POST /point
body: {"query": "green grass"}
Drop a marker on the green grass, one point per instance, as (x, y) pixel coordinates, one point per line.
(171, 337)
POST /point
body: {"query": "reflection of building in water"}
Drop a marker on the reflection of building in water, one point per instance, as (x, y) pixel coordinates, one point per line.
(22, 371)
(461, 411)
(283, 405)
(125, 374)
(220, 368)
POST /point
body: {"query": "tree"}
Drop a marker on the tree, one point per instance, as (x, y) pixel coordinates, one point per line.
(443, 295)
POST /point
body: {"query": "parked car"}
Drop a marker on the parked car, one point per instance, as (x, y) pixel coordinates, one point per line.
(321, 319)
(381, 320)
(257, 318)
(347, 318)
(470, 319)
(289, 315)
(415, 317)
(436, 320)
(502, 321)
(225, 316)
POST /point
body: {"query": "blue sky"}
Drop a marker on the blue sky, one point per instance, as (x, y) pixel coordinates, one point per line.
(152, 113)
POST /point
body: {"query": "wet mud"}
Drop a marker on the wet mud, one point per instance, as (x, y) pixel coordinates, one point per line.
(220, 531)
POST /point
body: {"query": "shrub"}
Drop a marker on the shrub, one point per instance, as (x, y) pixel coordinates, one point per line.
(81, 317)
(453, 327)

§

Which lines in the entries above contain the word "parked"? List every such line in full.

(Output):
body: {"query": "parked car"}
Drop a marker on the parked car, one point per instance, as (x, y) pixel coordinates, one point per line.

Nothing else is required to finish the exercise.